(USANDO AS INFORMAÇÕES):
**1)** Responda, com base no texto sobre o drift:
(a) Em que país e em que década nasceu a modalidade?
(b) Segundo Gerson Mekaru, depois de quantos carros batidos se adquire a habilidade de colocar o carro no ângulo certo?
(c) Com quantos carros os organizadores pretendem começar o campeonato nacional em 2009?
**2)** Reescreva em forma de lista o parágrafo do texto sobre o drift que começa com "Carros vistosos, com volante no lado direito", mantendo seus fatos principais.
**3)** Continue o texto sobre o drift a partir da última frase apresentada.

(TEXTO APRESENTADO):
^^^^

A tradução do dicionário Michaelis é romântica para a palavra inglesa drift: ''coisa flutuante ou que é levada ao sabor dos mares, ventos ou correntes''. Já na pista, a tradução para drift não é tão romântica assim, está muito mais para ''pauleira'', ao som de pneus ''cantando'' e fumaça subindo, com carros de até 600 cavalos de potência ''flutuando'' em curvas fechadas.
Drift é o nome de uma modalidade automobilística que nasceu no Japão, na década de 1970, e só agora, já no século 21, chega, de mansinho, ao Brasil. O sentido da modalidade é entrar nas curvas ''flutuando'', ou seja, controlando a aceleração e a direção para que o carro - ao contrário das outras categorias automobilísticas - perca aderência e deslize lateralmente. É febre no Japão.
''A nossa intenção é controlar o carro 'desgrudando' da pista. O segredo é a potência do motor e a habilidade do piloto para colocar o carro no ângulo certo. O problema é que essa habilidade só se adquire depois de uns 10 carros batidos'', comenta o piloto e um dos organizadores do evento, Gerson Mekaru.
Carros vistosos, com volante no lado direito, importados da terra do sol nascente estão desembarcando no Brasil. A pretensão dos organizadores da modalidade é começar um campeonato nacional em 2009, com 30 carros. A Confederação Brasileira de Automobilismo (CBA) já está providenciando a homologação da categoria. Por enquanto, as corridas são apenas de demonstração e reúnem nove carros, sete deles japoneses.

^^^^

(OS DADOS):
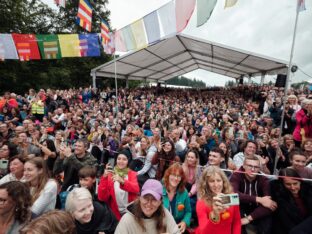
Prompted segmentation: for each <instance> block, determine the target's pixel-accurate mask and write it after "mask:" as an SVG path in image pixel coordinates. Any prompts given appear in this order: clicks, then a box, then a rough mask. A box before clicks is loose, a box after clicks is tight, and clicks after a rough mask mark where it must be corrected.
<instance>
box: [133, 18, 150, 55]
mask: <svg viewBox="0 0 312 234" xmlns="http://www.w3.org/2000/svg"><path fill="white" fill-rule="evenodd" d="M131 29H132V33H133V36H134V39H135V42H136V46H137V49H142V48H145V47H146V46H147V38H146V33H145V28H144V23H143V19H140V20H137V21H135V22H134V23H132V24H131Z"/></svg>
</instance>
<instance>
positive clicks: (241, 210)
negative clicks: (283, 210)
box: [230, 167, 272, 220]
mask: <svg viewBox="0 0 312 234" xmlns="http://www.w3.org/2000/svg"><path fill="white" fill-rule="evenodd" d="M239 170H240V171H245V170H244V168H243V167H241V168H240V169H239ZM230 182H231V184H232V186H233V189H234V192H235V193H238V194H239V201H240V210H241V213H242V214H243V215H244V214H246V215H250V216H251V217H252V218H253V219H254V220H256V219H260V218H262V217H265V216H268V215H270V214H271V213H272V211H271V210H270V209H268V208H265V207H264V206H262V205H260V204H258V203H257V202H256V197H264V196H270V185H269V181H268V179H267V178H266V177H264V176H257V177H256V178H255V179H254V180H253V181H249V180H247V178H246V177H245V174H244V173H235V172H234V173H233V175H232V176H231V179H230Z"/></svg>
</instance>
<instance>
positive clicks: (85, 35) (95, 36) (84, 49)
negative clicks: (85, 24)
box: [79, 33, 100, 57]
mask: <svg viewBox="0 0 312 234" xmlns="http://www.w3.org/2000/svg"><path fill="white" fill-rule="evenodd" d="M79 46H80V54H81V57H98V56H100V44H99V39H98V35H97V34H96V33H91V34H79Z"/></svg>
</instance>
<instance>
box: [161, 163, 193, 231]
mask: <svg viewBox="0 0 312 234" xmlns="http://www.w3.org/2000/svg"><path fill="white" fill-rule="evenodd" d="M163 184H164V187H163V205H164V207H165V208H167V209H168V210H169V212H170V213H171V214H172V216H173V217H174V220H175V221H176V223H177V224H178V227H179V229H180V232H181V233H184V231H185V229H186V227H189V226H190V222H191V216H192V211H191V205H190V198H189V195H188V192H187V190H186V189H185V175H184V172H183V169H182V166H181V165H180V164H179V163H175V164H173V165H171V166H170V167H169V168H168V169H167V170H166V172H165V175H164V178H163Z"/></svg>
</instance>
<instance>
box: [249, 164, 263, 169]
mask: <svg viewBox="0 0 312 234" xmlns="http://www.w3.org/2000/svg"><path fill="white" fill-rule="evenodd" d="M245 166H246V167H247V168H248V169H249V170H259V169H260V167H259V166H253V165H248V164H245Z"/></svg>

^^^^

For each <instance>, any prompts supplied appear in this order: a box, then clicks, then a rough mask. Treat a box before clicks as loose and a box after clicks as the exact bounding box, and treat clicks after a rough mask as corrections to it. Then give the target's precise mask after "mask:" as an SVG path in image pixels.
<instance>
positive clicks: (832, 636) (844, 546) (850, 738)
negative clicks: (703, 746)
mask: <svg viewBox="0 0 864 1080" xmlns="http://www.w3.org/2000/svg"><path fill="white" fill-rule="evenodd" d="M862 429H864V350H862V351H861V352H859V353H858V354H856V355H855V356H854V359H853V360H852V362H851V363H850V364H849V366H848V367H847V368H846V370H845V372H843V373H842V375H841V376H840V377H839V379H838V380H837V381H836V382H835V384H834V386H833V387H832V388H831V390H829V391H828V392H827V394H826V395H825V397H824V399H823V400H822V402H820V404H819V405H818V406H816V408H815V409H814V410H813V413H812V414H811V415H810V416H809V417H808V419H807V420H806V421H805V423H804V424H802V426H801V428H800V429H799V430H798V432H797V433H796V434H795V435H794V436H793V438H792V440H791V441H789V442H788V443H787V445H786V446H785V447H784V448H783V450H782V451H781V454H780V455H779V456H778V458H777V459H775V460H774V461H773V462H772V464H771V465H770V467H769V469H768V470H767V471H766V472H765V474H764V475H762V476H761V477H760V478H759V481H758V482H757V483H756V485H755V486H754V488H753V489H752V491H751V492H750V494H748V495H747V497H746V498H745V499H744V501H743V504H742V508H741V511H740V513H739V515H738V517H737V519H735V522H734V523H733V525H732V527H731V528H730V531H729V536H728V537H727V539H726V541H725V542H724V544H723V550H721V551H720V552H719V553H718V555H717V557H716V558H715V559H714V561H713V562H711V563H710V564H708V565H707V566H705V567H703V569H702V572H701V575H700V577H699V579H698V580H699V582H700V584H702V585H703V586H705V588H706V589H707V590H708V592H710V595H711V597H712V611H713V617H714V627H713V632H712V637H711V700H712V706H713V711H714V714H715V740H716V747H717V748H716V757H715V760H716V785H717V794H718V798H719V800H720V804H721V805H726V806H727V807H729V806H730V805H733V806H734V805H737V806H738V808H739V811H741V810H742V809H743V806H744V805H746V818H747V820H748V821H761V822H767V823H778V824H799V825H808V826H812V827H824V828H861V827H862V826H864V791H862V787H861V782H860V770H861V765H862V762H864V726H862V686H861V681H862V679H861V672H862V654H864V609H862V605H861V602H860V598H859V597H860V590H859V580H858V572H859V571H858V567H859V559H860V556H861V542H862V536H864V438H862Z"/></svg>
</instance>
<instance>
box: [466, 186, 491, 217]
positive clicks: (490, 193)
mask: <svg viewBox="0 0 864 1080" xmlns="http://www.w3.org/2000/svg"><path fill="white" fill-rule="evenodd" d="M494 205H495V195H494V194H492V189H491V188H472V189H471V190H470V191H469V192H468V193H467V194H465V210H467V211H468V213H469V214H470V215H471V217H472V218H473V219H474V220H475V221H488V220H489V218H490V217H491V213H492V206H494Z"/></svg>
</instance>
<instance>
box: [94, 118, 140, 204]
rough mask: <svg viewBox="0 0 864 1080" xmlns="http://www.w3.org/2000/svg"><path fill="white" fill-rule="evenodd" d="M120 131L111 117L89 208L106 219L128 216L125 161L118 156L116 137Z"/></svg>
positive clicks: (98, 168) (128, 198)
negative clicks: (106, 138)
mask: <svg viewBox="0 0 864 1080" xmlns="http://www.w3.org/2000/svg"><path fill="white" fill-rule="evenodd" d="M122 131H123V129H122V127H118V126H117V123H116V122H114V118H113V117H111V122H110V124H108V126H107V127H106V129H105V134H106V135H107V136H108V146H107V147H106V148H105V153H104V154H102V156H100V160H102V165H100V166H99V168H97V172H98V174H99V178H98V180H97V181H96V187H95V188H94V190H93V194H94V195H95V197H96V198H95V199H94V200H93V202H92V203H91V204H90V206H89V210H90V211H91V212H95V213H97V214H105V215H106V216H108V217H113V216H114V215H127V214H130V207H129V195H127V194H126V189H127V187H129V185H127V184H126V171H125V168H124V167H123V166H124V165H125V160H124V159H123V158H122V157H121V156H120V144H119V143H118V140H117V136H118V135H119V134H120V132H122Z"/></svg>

^^^^

(RESPOSTAS DO EXERCÍCIO):
**1)**
(a) No Japão, na década de 1970.
(b) Depois de uns 10 carros batidos.
(c) Com 30 carros.

**2)**
- Carros vistosos, com volante no lado direito, estão chegando do Japão ao Brasil.
- Os organizadores pretendem começar um campeonato nacional em 2009, com 30 carros.
- A Confederação Brasileira de Automobilismo (CBA) já está providenciando a homologação da categoria.
- Por enquanto, as corridas são só de demonstração e reúnem nove carros, sete deles japoneses.

**3)**
São esses carros que correm hoje no Autódromo de Londrina. A promessa é de adrenalina para quem resolver conferir. De acordo com Mekaru, a expectativa é que os carros, de até 600 cavalos de potência, cheguem perto dos 300 km/h. As curvas fechadas do autódromo londrinense prometem um show à parte.
Mekaru já está no Drift há 10 anos. Apaixonou-se pela modalidade no Japão, onde trabalhou por 14 anos em oficina de funilaria. ''Por lá, não se anda 10 minutos pela rua sem encontrar um carro de Drift'', garante.
Os números da modalidade são interessantes. A taxa de importação dos carros japoneses que estão andando por aqui é de R$ 40 mil. Como são veículos usados, não podem ser emplacados e nem permanecer por mais de um ano no país. ''Mandamos eles para outras países, como Argentina, quando vence o prazo e depois trazemos de volta'', explica Mekaru. O consumo de combustível, gasolina, é de 1 litro para cada 2 km. Um par de pneus dura de 15 a 20 minutos, no entanto, os pilotos garantem que a emoção compensa os gastos.
Serviço - A apresentação de Drift começa às 13h no autódromo de Londrina. Ingressos no local a R$ 10. Haverá sorteio de pessoas do público para andar nos carros.